Information: Begin
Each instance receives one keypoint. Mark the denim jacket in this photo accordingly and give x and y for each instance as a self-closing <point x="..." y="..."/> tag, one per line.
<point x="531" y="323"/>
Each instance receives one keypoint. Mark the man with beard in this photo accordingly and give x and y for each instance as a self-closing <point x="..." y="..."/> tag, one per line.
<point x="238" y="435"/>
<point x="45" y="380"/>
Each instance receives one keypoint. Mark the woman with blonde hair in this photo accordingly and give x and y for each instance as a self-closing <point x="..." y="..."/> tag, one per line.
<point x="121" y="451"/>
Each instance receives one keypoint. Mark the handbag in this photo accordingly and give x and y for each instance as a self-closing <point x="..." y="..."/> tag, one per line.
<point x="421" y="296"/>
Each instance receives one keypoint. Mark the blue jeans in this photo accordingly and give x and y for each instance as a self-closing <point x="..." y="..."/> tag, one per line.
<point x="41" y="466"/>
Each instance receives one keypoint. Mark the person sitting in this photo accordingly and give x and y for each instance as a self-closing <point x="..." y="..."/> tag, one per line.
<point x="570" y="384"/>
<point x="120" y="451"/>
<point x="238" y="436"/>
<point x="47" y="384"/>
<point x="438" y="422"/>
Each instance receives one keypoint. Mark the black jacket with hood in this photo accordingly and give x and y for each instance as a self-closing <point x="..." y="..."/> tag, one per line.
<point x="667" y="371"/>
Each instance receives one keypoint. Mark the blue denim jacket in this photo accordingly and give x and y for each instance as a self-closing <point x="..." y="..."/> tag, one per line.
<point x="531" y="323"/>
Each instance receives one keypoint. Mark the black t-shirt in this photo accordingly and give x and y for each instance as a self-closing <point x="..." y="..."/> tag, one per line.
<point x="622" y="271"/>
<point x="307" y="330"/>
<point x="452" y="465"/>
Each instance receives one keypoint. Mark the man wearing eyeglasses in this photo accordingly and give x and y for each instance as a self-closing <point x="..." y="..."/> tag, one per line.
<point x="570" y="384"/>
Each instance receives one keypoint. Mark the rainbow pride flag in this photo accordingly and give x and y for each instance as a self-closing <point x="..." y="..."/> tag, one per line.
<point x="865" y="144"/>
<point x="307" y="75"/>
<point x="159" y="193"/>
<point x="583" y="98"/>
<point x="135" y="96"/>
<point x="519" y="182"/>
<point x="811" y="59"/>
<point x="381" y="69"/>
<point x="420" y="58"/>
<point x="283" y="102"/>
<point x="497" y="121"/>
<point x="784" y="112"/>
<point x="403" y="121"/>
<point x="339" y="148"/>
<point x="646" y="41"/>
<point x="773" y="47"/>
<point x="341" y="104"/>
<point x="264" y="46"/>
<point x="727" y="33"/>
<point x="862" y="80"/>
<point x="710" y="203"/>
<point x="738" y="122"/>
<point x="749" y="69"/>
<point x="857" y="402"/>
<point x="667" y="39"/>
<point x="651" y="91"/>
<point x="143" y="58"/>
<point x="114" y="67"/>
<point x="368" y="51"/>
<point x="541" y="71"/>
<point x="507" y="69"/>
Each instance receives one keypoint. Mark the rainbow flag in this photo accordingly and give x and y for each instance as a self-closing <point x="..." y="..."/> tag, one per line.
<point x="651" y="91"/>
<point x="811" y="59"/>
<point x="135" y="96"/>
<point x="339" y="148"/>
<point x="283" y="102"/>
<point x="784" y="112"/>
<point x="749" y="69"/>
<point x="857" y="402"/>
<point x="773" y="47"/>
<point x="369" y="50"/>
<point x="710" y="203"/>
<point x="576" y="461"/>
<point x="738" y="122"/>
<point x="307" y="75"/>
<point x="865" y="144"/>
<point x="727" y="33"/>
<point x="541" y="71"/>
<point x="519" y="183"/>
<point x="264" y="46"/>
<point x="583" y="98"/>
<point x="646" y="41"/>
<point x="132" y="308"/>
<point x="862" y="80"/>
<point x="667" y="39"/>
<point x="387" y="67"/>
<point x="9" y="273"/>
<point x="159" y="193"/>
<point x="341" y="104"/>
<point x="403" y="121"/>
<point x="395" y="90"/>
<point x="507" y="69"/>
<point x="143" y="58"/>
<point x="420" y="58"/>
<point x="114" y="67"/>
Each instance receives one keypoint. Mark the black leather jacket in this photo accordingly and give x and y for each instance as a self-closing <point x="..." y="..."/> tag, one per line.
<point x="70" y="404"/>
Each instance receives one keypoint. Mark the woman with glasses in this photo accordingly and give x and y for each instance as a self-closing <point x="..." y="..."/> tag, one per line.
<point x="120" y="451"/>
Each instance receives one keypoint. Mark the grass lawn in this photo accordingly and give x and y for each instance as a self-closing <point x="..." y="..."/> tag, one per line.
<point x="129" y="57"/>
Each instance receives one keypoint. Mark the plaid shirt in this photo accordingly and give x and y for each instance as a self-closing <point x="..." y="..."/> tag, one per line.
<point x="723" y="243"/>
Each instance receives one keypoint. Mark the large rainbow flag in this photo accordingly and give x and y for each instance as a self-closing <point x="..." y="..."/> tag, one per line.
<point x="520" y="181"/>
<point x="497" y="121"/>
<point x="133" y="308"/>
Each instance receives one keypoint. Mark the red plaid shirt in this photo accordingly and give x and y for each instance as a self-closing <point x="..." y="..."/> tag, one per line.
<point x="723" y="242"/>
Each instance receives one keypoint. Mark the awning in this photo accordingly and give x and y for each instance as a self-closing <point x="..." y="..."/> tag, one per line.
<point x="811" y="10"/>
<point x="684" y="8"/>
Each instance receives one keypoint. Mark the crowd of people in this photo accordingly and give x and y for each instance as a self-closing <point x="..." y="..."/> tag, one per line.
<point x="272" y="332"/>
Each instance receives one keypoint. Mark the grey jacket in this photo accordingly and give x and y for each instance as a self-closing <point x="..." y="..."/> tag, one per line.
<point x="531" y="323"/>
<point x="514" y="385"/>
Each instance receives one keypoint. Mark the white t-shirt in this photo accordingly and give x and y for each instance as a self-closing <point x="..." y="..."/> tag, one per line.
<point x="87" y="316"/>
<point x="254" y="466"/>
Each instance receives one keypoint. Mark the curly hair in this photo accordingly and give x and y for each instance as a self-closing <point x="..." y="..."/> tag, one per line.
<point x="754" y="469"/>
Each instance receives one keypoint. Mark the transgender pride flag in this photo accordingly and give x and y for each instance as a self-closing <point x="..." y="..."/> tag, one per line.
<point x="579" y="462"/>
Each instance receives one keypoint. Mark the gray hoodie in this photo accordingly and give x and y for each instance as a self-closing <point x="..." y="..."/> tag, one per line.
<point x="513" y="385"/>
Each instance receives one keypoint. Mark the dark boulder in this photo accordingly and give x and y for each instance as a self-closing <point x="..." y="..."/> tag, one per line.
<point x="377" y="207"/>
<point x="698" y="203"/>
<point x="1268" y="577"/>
Information: End
* What you should do:
Please copy out every entry exactly, with nothing omitted.

* Answer below:
Each instance receives one keypoint. Mark the denim jacket in this photo accordingly and give x and y for each instance as a self-closing <point x="..." y="..."/> tag, one per line.
<point x="531" y="323"/>
Each instance receives one keypoint. Mark the man with beard in this photo accordingly and give x and y for each instance as a self-closing <point x="..." y="..."/> tag, one per line.
<point x="238" y="435"/>
<point x="45" y="380"/>
Each instance receives one keypoint. Mark the woman with blonde hair in this photo accordingly and give x and y for each instance as a self-closing <point x="..." y="..."/> tag, one per line.
<point x="121" y="451"/>
Each instance receives one keypoint. Mark the handbag in this photo accordingly and give x and y for each instance as a self-closing <point x="..." y="..."/> tag, one per line.
<point x="421" y="296"/>
Each instance receives one keypoint. Mark the blue jeans in this photo accordingly and give x and y for each instance as a self-closing <point x="..." y="..."/> tag, one per line.
<point x="41" y="466"/>
Each instance receives one keypoint. Mark the person sitting in this photo accordingly and give x and y for each instance as a self-closing <point x="..." y="..."/> tag, one per line.
<point x="570" y="384"/>
<point x="120" y="451"/>
<point x="238" y="436"/>
<point x="47" y="384"/>
<point x="438" y="422"/>
Each instance receives one keypoint. Mark the black jacket with hood in this photo accordingly and give x and y for each instance as a self-closing <point x="..." y="..."/> tag, one per line.
<point x="667" y="371"/>
Each instance receives one keypoint. Mark the blue denim jacket in this photo accordingly and give x and y for each instance as a self-closing <point x="..." y="..."/> tag, one per line.
<point x="531" y="323"/>
Each instance receives one keypoint. Mark the black t-shirt in this photo accordingly and give x and y for each instance as a self-closing <point x="..." y="..."/> tag, one per line.
<point x="622" y="271"/>
<point x="307" y="330"/>
<point x="452" y="465"/>
Each instance receives one keypoint. Mark the man wearing eyeglasses in this photo accordingly and give x and y for each instance as a self-closing <point x="..." y="..."/> tag, one per line.
<point x="570" y="384"/>
Each instance receives one keypoint. Mark the rainbow pride flag in this photo accordingly and give x and y for each instance as a self-closing <point x="..." y="..."/> tag, one per line.
<point x="865" y="144"/>
<point x="307" y="75"/>
<point x="159" y="193"/>
<point x="583" y="98"/>
<point x="135" y="96"/>
<point x="519" y="182"/>
<point x="811" y="59"/>
<point x="381" y="69"/>
<point x="420" y="58"/>
<point x="283" y="102"/>
<point x="497" y="121"/>
<point x="784" y="112"/>
<point x="403" y="121"/>
<point x="339" y="148"/>
<point x="646" y="41"/>
<point x="773" y="47"/>
<point x="341" y="104"/>
<point x="264" y="46"/>
<point x="727" y="33"/>
<point x="862" y="80"/>
<point x="710" y="203"/>
<point x="738" y="122"/>
<point x="749" y="69"/>
<point x="857" y="402"/>
<point x="667" y="39"/>
<point x="651" y="91"/>
<point x="143" y="58"/>
<point x="114" y="67"/>
<point x="368" y="51"/>
<point x="541" y="71"/>
<point x="507" y="69"/>
Each instance receives one keypoint. Mark the rainbow flag in this photo accordingly and give x and y for each instance as a self-closing <point x="..." y="..."/> tag, one per line.
<point x="651" y="91"/>
<point x="811" y="59"/>
<point x="135" y="96"/>
<point x="339" y="148"/>
<point x="283" y="102"/>
<point x="784" y="112"/>
<point x="749" y="69"/>
<point x="857" y="402"/>
<point x="773" y="47"/>
<point x="369" y="50"/>
<point x="710" y="203"/>
<point x="576" y="461"/>
<point x="738" y="122"/>
<point x="307" y="75"/>
<point x="865" y="144"/>
<point x="727" y="33"/>
<point x="541" y="71"/>
<point x="519" y="183"/>
<point x="264" y="46"/>
<point x="583" y="98"/>
<point x="646" y="41"/>
<point x="132" y="308"/>
<point x="862" y="80"/>
<point x="667" y="39"/>
<point x="387" y="67"/>
<point x="9" y="273"/>
<point x="159" y="193"/>
<point x="341" y="104"/>
<point x="403" y="121"/>
<point x="395" y="90"/>
<point x="507" y="69"/>
<point x="143" y="58"/>
<point x="420" y="58"/>
<point x="114" y="67"/>
Each instance receives one keypoint. Mark the black leather jacket in this photo accordingly and give x and y for each instance as a self-closing <point x="..." y="..."/> tag, one per line.
<point x="70" y="404"/>
Each instance receives one keypoint. Mark the woman with glasses in this photo accordingly and give x and y for each instance as a self-closing <point x="..." y="..."/> tag, one per line.
<point x="120" y="451"/>
Each instance receives one keypoint. Mark the grass lawn in this photo accordingly and give x and y for each instance as a self-closing <point x="..." y="..."/> tag, one per line.
<point x="129" y="57"/>
Each instance receives one keypoint. Mark the plaid shirt in this photo accordingly and give x and y for each instance as a self-closing <point x="..." y="..."/> tag, one per line.
<point x="723" y="243"/>
Each instance receives one keypoint. Mark the large rainbow flag in this photo accordingly and give x and y for each instance as a self-closing <point x="..." y="..."/> tag, one per line.
<point x="520" y="181"/>
<point x="497" y="121"/>
<point x="133" y="308"/>
Each instance receives one keypoint. Mark the red plaid shirt in this photo accordingly and give x and y for each instance as a self-closing <point x="..." y="..."/> tag, one per line.
<point x="723" y="242"/>
Each instance receives one keypoint. Mark the awning in this photo accordingly and give x and y for each instance as a self-closing <point x="..." y="..."/> tag, one per line.
<point x="811" y="10"/>
<point x="684" y="8"/>
Each instance receives one keypoint. Mark the crowd of people in this photo accordingly and give x and y for each instance as a self-closing <point x="..." y="..."/> tag, one per line.
<point x="272" y="332"/>
Each instance receives one keypoint. Mark the grey jacket in this photo accordingly and give x and y for each instance as a self-closing <point x="..." y="..."/> tag, one per line.
<point x="531" y="323"/>
<point x="514" y="385"/>
Each instance receives one keypoint. Mark the white t-shirt in this photo accordingly and give x and y for each instance as a self-closing <point x="..." y="..."/> tag, one per line.
<point x="87" y="316"/>
<point x="254" y="466"/>
Each instance receives one keypoint. Mark the curly hair in this photo accordingly and give x and y for each instance as a self-closing <point x="..." y="..."/> tag, one per line.
<point x="754" y="469"/>
Each instance receives one keypoint. Mark the transgender pride flag in this photo accordingly and give x and y for each instance as a self-closing <point x="..." y="..."/> tag, one per line.
<point x="579" y="462"/>
Each instance receives one keypoint. Mark the gray hoodie in this photo accordingly and give x and y for each instance as a self-closing <point x="..." y="..."/> tag, one per line.
<point x="513" y="385"/>
Each instance receives one keypoint. Mark the dark boulder in this photo accordingly and give x and y for each instance as a self-closing <point x="..." y="..."/> tag, one per line.
<point x="377" y="207"/>
<point x="698" y="203"/>
<point x="1268" y="577"/>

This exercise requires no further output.